TASK GOAL:
The answer should contain only the lines running from the line with "mark the smiling man | one pin per instance." to the end of the material, reproduced verbatim.

DATASET ENTRIES:
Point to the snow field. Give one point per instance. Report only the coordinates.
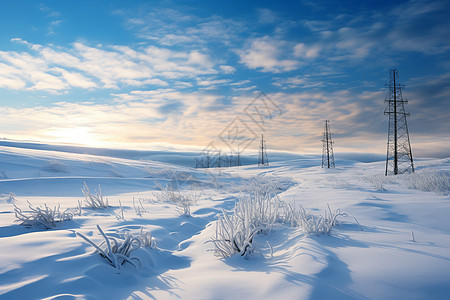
(397, 248)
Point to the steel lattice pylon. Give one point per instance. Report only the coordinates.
(327, 150)
(263, 159)
(399, 158)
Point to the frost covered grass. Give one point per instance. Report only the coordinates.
(255, 212)
(94, 201)
(258, 212)
(115, 252)
(297, 216)
(42, 216)
(435, 181)
(234, 235)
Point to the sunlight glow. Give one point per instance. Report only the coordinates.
(75, 135)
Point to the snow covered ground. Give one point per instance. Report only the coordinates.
(393, 244)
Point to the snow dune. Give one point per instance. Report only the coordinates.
(394, 244)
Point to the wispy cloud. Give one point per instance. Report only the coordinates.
(55, 69)
(267, 55)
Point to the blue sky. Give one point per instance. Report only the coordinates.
(136, 73)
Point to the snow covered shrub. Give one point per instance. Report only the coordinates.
(116, 252)
(233, 235)
(146, 238)
(378, 181)
(311, 224)
(44, 216)
(94, 201)
(8, 198)
(184, 207)
(254, 213)
(138, 207)
(435, 181)
(261, 209)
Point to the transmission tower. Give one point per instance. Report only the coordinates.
(263, 159)
(327, 150)
(399, 158)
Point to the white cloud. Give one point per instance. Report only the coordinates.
(301, 50)
(227, 69)
(53, 68)
(265, 53)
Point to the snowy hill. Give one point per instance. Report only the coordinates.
(392, 243)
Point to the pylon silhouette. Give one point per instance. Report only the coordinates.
(399, 158)
(263, 158)
(327, 149)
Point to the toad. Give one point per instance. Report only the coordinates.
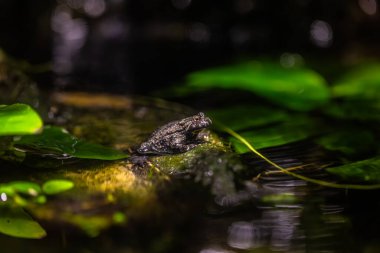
(175, 137)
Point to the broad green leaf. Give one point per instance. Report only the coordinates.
(296, 88)
(362, 110)
(17, 223)
(362, 171)
(19, 119)
(25, 187)
(242, 117)
(57, 186)
(58, 142)
(349, 141)
(295, 130)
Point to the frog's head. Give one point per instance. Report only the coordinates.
(196, 122)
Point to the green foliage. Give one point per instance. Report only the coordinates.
(350, 142)
(243, 117)
(358, 92)
(56, 186)
(362, 82)
(296, 88)
(24, 187)
(19, 119)
(57, 142)
(14, 221)
(295, 129)
(363, 171)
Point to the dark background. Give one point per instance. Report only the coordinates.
(141, 46)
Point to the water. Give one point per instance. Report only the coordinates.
(191, 206)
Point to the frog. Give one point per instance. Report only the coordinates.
(176, 137)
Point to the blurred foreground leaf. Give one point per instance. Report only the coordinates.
(296, 129)
(350, 142)
(297, 88)
(57, 186)
(14, 221)
(19, 119)
(361, 83)
(57, 142)
(242, 117)
(358, 92)
(362, 171)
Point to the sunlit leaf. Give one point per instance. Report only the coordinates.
(296, 129)
(58, 142)
(297, 88)
(57, 186)
(25, 187)
(19, 119)
(17, 223)
(363, 171)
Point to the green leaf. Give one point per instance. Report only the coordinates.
(19, 119)
(57, 186)
(58, 143)
(297, 129)
(361, 83)
(362, 171)
(296, 88)
(17, 223)
(25, 187)
(242, 117)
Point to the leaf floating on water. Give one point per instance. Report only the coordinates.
(25, 187)
(56, 186)
(56, 141)
(362, 171)
(296, 88)
(17, 223)
(19, 119)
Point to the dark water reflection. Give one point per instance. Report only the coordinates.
(276, 213)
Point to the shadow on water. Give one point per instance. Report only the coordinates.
(208, 200)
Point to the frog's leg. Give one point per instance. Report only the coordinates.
(182, 148)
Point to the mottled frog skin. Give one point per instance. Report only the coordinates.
(175, 137)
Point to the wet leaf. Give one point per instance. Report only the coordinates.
(58, 142)
(24, 187)
(362, 171)
(19, 119)
(17, 223)
(297, 129)
(57, 186)
(296, 88)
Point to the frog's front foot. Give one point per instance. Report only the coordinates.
(139, 160)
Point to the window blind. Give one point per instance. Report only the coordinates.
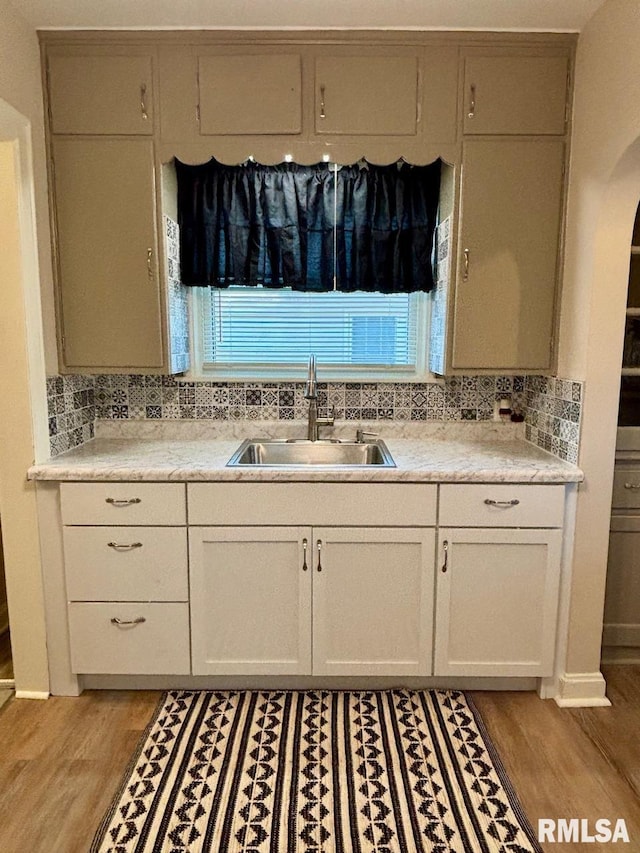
(249, 325)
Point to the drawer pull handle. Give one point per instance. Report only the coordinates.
(128, 546)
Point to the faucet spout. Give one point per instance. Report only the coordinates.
(311, 394)
(311, 387)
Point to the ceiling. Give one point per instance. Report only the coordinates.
(509, 15)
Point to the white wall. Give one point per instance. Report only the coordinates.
(25, 273)
(604, 190)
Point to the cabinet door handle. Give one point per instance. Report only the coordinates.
(472, 101)
(128, 546)
(465, 265)
(143, 101)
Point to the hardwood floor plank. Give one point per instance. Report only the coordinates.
(62, 760)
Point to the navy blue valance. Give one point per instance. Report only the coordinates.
(320, 227)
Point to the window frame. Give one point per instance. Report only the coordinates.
(277, 372)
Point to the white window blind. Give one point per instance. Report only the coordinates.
(260, 326)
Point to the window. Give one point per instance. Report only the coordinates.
(255, 332)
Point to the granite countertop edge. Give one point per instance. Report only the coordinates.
(198, 460)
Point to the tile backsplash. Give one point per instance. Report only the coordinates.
(71, 410)
(553, 411)
(551, 407)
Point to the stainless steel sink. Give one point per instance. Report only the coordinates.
(334, 453)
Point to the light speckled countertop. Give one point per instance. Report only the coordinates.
(429, 452)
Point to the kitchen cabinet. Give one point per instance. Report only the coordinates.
(366, 95)
(126, 577)
(508, 243)
(110, 301)
(323, 599)
(302, 601)
(98, 93)
(498, 574)
(250, 93)
(509, 94)
(250, 600)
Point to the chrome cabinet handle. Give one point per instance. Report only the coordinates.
(117, 546)
(472, 101)
(143, 101)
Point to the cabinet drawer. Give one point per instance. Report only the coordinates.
(159, 645)
(501, 506)
(363, 504)
(126, 563)
(626, 488)
(123, 503)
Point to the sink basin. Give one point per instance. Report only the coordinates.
(330, 454)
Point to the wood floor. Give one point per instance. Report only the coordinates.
(61, 760)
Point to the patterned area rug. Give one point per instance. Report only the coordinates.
(397, 771)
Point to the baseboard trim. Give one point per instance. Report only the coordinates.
(581, 690)
(32, 694)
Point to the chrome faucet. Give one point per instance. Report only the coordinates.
(311, 394)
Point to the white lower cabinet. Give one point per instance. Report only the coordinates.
(302, 600)
(497, 601)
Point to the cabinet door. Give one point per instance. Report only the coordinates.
(515, 94)
(508, 253)
(107, 261)
(373, 95)
(372, 601)
(496, 602)
(250, 94)
(250, 600)
(101, 94)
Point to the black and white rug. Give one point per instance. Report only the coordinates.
(397, 771)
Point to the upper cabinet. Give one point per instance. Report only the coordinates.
(511, 207)
(515, 94)
(366, 95)
(250, 94)
(100, 94)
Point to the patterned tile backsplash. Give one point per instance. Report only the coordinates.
(551, 407)
(553, 410)
(72, 412)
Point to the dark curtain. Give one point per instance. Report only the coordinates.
(293, 226)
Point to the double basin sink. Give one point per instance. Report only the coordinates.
(329, 453)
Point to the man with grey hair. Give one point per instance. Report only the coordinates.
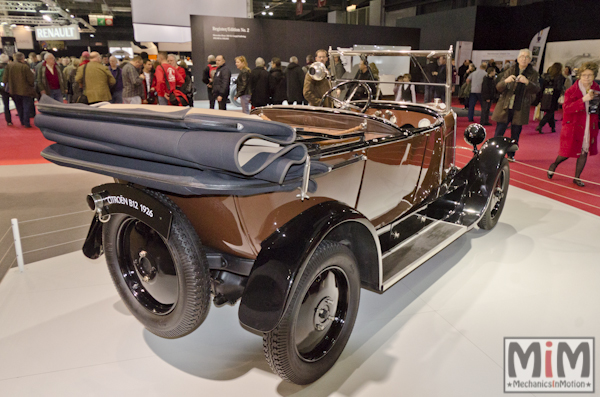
(20, 82)
(516, 85)
(207, 78)
(294, 77)
(259, 84)
(117, 72)
(49, 79)
(476, 79)
(133, 80)
(98, 80)
(5, 95)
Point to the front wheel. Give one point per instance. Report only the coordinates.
(164, 283)
(498, 198)
(317, 324)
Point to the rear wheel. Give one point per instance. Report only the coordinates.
(498, 198)
(318, 322)
(164, 283)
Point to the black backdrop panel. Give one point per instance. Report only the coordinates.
(265, 38)
(502, 28)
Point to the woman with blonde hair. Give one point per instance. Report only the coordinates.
(579, 134)
(243, 83)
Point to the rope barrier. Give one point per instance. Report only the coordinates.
(54, 216)
(52, 246)
(8, 230)
(54, 231)
(7, 251)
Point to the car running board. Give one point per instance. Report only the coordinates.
(416, 250)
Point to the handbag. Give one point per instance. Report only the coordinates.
(537, 115)
(176, 97)
(82, 98)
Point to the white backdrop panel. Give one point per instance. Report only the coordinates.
(572, 53)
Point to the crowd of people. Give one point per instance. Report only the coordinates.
(514, 89)
(265, 84)
(92, 78)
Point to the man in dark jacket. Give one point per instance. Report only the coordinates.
(20, 82)
(294, 77)
(207, 76)
(277, 84)
(488, 94)
(516, 86)
(259, 84)
(221, 82)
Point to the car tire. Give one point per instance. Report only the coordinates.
(309, 338)
(164, 283)
(498, 198)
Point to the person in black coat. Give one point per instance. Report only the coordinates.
(277, 83)
(294, 77)
(207, 76)
(221, 82)
(259, 84)
(552, 88)
(488, 94)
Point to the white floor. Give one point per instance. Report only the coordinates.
(439, 332)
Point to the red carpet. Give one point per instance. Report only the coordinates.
(19, 145)
(536, 153)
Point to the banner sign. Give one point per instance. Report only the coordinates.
(537, 45)
(101, 20)
(57, 33)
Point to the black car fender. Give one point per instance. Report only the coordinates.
(285, 254)
(118, 198)
(464, 196)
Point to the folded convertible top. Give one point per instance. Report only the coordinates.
(222, 152)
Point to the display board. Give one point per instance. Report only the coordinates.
(572, 53)
(500, 57)
(265, 38)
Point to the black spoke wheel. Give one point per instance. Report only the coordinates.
(164, 283)
(497, 199)
(318, 322)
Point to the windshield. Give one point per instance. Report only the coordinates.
(383, 71)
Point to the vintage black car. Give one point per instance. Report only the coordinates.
(290, 211)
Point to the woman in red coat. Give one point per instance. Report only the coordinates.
(579, 135)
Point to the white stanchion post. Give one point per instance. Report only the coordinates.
(18, 249)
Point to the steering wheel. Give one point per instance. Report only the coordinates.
(346, 103)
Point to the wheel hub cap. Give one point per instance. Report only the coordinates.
(322, 317)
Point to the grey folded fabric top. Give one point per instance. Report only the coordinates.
(199, 139)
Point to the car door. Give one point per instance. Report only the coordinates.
(392, 175)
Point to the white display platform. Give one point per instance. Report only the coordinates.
(439, 332)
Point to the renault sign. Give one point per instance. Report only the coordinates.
(70, 32)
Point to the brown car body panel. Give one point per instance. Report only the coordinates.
(394, 177)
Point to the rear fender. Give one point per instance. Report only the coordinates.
(117, 198)
(285, 254)
(464, 196)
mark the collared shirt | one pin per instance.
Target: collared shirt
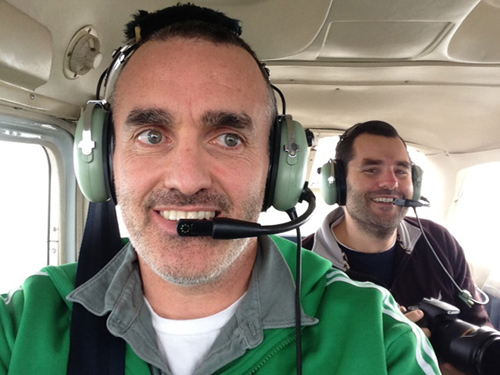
(269, 303)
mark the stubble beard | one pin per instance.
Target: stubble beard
(374, 225)
(158, 250)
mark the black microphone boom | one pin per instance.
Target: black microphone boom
(226, 229)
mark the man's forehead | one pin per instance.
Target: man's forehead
(377, 149)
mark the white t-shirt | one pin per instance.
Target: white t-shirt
(184, 343)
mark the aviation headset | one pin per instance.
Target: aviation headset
(94, 146)
(333, 177)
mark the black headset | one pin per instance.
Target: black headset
(333, 178)
(94, 145)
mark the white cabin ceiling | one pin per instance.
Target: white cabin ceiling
(430, 67)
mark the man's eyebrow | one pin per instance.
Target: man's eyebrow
(228, 119)
(371, 161)
(149, 116)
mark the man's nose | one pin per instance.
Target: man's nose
(388, 180)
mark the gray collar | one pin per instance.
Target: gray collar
(268, 304)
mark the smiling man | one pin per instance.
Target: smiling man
(193, 112)
(370, 238)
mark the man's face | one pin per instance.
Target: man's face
(192, 128)
(379, 172)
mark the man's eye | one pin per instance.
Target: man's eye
(230, 140)
(151, 137)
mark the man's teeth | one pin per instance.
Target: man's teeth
(384, 200)
(194, 215)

RESPONSE:
mark the smiling man | one pin per instance.
Target: smiling man
(193, 112)
(370, 238)
mark the man's face | one pin per instance.
Target: man's face
(192, 128)
(379, 172)
mark the man's eye | one pin per instance.
Target: man's eye
(230, 140)
(151, 137)
mark the man's teeth | one pin per instance.
Target: man's teeth
(384, 200)
(194, 215)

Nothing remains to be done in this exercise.